## Start Exercise input

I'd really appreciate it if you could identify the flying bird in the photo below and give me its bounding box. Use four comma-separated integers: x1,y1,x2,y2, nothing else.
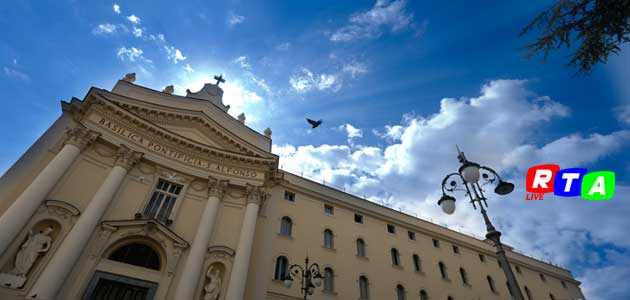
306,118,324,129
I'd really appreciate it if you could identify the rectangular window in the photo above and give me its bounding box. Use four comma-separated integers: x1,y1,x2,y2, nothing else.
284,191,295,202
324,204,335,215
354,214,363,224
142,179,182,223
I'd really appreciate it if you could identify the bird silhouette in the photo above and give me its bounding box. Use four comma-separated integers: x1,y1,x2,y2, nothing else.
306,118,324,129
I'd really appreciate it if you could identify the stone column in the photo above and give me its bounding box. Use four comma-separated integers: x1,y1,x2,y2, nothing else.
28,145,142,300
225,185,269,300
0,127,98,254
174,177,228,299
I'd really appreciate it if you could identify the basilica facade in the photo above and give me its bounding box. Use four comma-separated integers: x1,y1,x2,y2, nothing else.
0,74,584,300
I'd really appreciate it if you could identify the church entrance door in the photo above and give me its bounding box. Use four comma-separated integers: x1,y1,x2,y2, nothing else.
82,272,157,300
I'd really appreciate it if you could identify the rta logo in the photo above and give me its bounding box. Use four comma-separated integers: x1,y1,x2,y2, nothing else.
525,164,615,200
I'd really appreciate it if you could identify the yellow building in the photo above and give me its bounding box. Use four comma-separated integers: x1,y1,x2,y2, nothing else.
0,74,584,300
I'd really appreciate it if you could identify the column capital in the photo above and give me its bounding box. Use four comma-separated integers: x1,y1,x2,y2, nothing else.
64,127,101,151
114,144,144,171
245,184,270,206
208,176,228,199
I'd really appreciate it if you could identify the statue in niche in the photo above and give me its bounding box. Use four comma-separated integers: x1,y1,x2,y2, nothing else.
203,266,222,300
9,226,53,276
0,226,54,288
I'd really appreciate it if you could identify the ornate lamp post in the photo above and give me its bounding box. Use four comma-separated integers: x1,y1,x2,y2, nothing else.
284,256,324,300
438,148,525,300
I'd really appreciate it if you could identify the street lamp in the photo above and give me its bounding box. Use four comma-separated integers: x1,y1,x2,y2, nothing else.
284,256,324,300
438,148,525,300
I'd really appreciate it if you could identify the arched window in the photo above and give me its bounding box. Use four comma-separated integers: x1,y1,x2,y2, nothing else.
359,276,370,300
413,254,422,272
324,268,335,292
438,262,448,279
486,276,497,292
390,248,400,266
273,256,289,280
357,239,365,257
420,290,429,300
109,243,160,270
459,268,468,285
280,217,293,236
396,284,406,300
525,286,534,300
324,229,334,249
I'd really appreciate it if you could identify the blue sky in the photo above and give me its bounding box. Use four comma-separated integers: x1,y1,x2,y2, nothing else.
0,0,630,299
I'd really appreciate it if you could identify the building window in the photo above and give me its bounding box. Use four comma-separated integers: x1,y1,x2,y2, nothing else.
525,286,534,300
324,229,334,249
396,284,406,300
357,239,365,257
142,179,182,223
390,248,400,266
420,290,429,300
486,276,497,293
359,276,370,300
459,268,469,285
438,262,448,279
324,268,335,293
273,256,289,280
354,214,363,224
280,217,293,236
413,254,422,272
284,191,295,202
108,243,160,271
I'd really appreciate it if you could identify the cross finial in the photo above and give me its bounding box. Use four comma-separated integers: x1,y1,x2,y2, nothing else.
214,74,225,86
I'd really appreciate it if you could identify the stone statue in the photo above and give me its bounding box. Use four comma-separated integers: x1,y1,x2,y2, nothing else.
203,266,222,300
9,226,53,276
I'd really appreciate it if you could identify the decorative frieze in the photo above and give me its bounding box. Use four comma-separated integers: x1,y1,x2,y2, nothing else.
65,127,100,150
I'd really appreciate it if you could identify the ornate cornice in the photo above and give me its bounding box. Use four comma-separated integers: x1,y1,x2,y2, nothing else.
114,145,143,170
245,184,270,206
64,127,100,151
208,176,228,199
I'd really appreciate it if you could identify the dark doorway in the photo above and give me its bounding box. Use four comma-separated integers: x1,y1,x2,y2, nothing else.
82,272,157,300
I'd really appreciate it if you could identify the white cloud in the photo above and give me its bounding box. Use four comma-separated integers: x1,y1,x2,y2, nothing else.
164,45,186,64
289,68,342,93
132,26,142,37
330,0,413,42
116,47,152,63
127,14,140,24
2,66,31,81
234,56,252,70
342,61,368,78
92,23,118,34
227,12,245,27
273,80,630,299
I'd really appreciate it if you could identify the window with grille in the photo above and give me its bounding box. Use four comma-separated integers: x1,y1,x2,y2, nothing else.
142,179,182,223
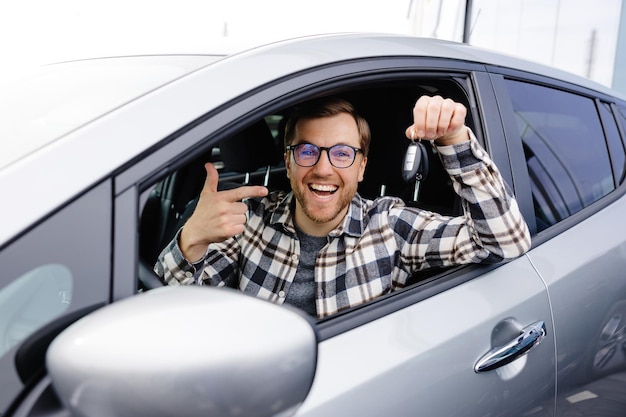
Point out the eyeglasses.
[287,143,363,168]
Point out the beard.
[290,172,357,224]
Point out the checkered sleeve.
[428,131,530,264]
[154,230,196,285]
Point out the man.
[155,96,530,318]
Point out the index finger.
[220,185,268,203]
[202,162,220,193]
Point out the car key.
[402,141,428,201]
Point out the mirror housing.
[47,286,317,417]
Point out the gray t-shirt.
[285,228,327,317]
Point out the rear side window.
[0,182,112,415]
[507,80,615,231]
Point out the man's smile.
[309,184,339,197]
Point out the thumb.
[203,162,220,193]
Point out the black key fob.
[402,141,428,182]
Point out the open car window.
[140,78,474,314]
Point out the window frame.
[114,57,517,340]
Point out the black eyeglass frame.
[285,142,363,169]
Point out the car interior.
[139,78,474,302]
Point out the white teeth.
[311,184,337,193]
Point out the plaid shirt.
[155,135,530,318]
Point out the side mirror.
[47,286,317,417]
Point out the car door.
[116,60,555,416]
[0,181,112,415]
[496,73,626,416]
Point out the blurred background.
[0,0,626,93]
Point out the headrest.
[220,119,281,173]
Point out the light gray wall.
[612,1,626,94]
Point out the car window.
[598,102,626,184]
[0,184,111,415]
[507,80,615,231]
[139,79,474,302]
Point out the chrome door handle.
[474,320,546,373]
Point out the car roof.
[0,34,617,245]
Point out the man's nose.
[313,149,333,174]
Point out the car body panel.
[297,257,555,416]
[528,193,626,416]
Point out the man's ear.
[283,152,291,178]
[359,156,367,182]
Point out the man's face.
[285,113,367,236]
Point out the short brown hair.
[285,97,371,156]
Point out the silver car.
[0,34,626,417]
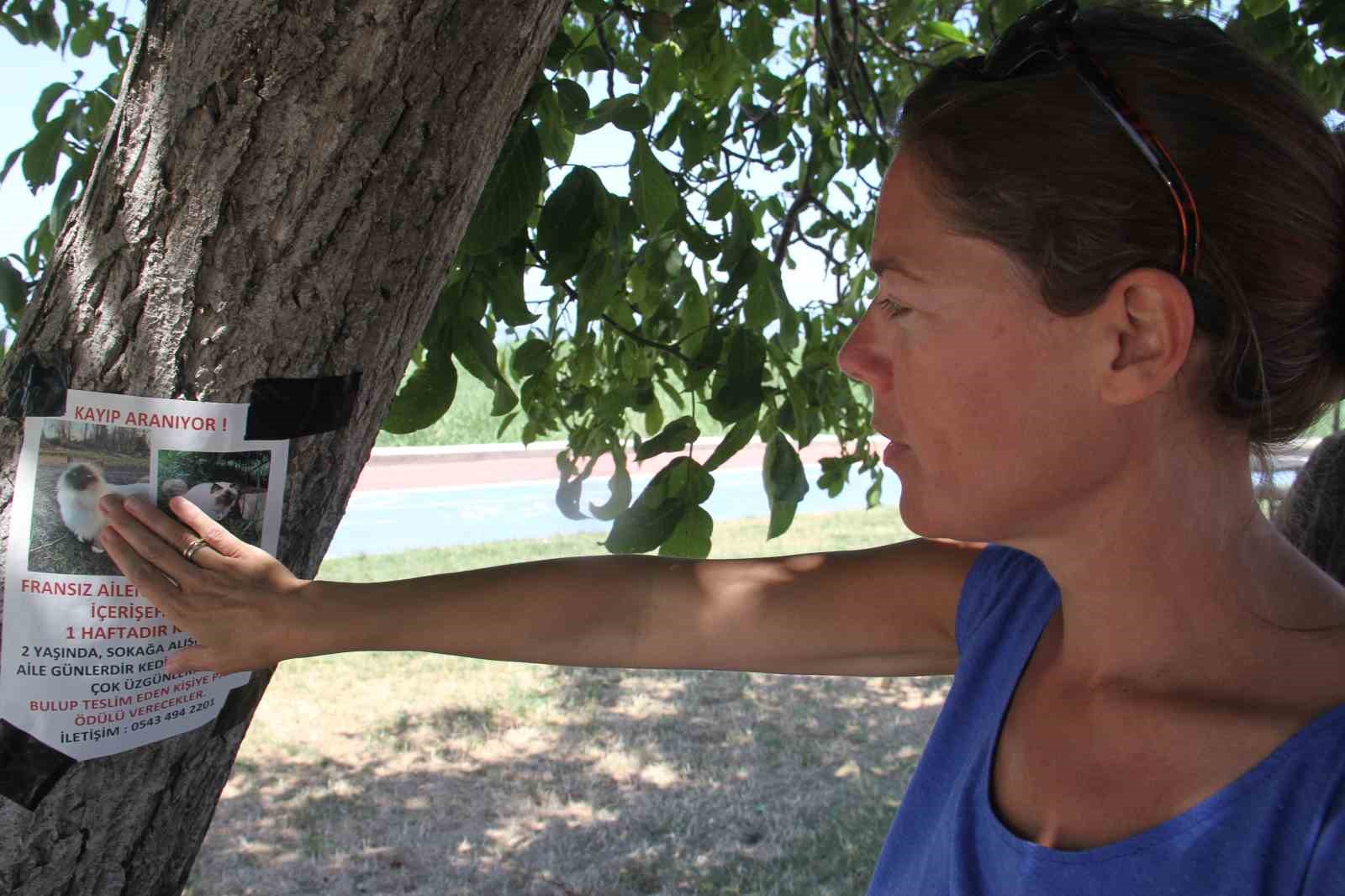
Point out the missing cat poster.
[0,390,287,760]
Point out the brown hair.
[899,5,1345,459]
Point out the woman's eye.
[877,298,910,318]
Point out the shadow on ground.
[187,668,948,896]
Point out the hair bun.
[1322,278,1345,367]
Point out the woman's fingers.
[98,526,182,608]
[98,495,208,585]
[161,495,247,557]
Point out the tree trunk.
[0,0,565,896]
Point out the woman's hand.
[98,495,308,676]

## End Exercise input
## Start Exercise input

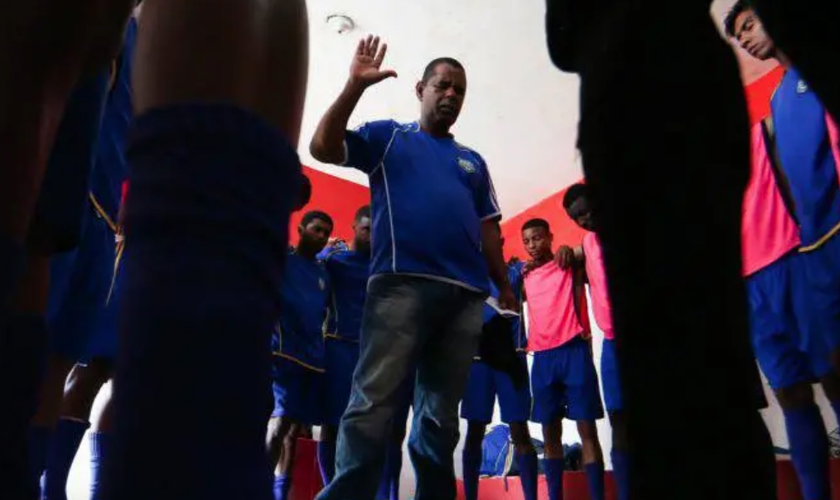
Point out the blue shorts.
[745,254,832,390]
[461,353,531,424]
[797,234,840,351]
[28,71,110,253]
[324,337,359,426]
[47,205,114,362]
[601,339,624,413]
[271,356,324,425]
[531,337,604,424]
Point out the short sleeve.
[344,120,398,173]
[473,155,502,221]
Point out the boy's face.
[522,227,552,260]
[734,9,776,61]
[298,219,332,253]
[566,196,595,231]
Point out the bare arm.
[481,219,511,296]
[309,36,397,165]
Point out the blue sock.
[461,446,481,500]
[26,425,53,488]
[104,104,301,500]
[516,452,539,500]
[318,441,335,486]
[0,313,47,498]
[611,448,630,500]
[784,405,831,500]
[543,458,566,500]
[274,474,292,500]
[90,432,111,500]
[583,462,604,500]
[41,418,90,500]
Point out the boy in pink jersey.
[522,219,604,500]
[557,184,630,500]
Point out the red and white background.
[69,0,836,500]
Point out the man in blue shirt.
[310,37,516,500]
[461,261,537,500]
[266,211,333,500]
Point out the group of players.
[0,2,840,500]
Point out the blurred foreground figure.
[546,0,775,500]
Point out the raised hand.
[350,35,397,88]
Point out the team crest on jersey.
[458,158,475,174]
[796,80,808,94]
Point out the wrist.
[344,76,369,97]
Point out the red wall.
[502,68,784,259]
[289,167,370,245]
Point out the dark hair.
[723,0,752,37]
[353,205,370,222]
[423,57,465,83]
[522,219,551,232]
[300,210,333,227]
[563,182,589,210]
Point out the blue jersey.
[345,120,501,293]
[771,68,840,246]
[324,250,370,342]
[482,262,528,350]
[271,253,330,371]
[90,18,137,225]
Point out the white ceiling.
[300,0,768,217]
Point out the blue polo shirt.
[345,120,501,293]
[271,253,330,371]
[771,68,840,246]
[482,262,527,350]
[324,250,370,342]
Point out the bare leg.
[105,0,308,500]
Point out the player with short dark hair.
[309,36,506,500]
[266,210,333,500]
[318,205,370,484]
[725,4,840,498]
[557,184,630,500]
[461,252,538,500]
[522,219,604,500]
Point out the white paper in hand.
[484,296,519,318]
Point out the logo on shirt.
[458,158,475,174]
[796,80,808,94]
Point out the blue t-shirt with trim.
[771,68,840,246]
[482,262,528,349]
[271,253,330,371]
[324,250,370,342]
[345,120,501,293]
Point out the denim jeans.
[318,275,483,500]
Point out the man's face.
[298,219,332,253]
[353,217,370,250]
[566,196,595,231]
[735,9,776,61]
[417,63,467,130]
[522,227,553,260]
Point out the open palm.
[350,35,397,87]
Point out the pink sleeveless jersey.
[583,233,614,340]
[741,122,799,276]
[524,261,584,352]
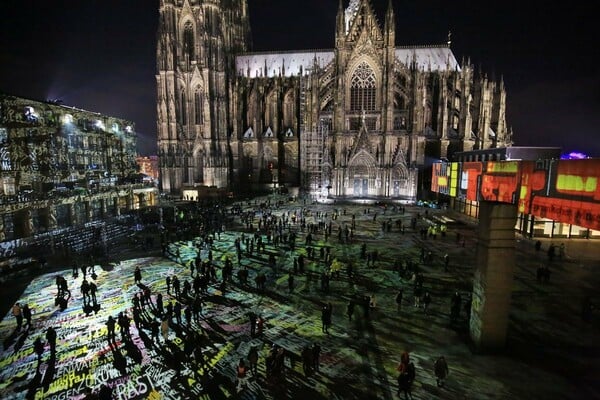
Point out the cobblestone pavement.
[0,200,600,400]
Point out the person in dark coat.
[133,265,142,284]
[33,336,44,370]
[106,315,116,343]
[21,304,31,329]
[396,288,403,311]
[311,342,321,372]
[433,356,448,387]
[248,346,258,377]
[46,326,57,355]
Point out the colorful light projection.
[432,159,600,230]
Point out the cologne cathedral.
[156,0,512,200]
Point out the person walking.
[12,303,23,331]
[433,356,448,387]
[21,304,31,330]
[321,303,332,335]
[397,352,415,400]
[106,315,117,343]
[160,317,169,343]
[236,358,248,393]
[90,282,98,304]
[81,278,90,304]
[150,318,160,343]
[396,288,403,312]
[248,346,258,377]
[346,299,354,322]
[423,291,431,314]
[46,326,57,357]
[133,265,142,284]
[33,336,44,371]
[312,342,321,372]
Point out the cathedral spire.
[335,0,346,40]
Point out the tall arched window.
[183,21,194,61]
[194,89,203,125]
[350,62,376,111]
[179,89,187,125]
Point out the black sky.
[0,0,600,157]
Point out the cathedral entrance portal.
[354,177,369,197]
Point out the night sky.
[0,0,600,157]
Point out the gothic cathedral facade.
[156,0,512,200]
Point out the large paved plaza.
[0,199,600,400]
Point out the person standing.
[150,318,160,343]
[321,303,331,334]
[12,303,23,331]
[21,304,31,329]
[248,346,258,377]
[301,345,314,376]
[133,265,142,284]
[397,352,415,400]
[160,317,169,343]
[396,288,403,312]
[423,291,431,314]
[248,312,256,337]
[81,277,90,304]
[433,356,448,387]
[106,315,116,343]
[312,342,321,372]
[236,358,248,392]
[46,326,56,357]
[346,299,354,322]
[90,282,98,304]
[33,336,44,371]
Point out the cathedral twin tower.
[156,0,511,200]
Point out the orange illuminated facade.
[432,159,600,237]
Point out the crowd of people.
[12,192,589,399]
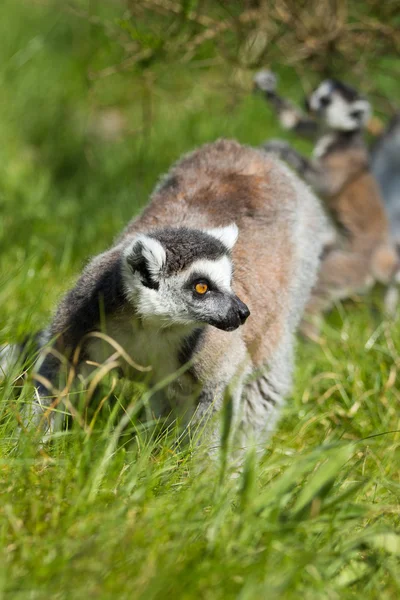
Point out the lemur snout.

## End Exercise input

## Written exercise
Find every line above that contains the string "with" and copy each one. The match is case-sensitive.

## Completed exercise
I'd really appreciate it if you could identify the window with grille in the photo above and give me its bounding box. Use four comma-separated integers: x1,y1,x2,y2, nothing else.
Point out the player with short dark hair.
Point out the blue t-shirt with trim.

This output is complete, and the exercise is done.